What to work on:
Reproduce every record verbatim but drop the pictures.

==== Data to process

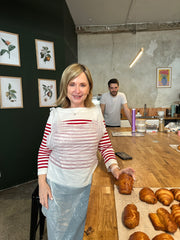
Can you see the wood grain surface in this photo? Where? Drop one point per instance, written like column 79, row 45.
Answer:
column 156, row 165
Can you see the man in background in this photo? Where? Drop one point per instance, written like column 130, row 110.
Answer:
column 111, row 103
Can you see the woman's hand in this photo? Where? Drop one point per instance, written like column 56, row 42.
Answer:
column 116, row 172
column 44, row 191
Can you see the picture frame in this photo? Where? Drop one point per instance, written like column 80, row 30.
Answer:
column 9, row 49
column 45, row 54
column 11, row 92
column 47, row 92
column 164, row 77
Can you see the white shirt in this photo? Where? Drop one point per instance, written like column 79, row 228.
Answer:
column 112, row 111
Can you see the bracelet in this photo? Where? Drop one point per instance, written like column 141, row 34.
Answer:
column 113, row 167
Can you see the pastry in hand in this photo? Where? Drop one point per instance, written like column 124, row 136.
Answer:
column 147, row 195
column 125, row 183
column 175, row 211
column 130, row 216
column 139, row 236
column 163, row 236
column 164, row 196
column 176, row 193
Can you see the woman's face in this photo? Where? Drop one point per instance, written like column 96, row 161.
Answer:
column 77, row 90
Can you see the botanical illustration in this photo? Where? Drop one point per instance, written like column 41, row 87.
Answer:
column 45, row 54
column 11, row 92
column 47, row 92
column 8, row 47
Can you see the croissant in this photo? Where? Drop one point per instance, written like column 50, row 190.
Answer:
column 147, row 195
column 130, row 216
column 139, row 236
column 157, row 224
column 167, row 220
column 175, row 211
column 163, row 220
column 125, row 183
column 163, row 236
column 164, row 196
column 176, row 193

========

Solution to this exercise:
Can you see the wood grain surface in this photo? Where? Drop one point per instance, written like column 79, row 45.
Answer:
column 156, row 165
Can you see the man in background in this photo? Where? Drop one point per instance, written like column 130, row 110.
Answer:
column 111, row 103
Can you see the woman's hand in this photo? Where? Drop one point per instance, written like column 56, row 42.
Answer:
column 116, row 172
column 44, row 191
Can you see the picture frame in this photo? Where? Drop one point per instance, written like column 80, row 30.
Answer:
column 9, row 49
column 45, row 54
column 11, row 92
column 47, row 92
column 164, row 77
Can you see the white shirt in this photo? Where? Drop one point per instance, written like column 79, row 228.
Answer:
column 112, row 111
Can you see the bracelet in this photo? Where? Drop one point per instance, written like column 141, row 34.
Answer:
column 113, row 167
Can you see the pastry in hand in this photo? Where? Drop one point per instance, written like column 124, row 136.
Answer:
column 147, row 195
column 125, row 183
column 175, row 211
column 130, row 216
column 139, row 236
column 163, row 236
column 164, row 196
column 176, row 193
Can you see the woman's face in this photo? Where? Drop one point per instance, written like column 96, row 161.
Answer:
column 77, row 90
Can you see the botanical illustration in this photo? Where? Drop one point per instance, written like column 41, row 87.
Answer:
column 45, row 54
column 11, row 92
column 47, row 92
column 8, row 47
Can you see the croissant in this photo? Where? Drop one point per instance, written like column 50, row 190.
Answer:
column 147, row 195
column 130, row 216
column 139, row 236
column 157, row 224
column 167, row 220
column 175, row 211
column 163, row 220
column 125, row 183
column 163, row 236
column 164, row 196
column 176, row 193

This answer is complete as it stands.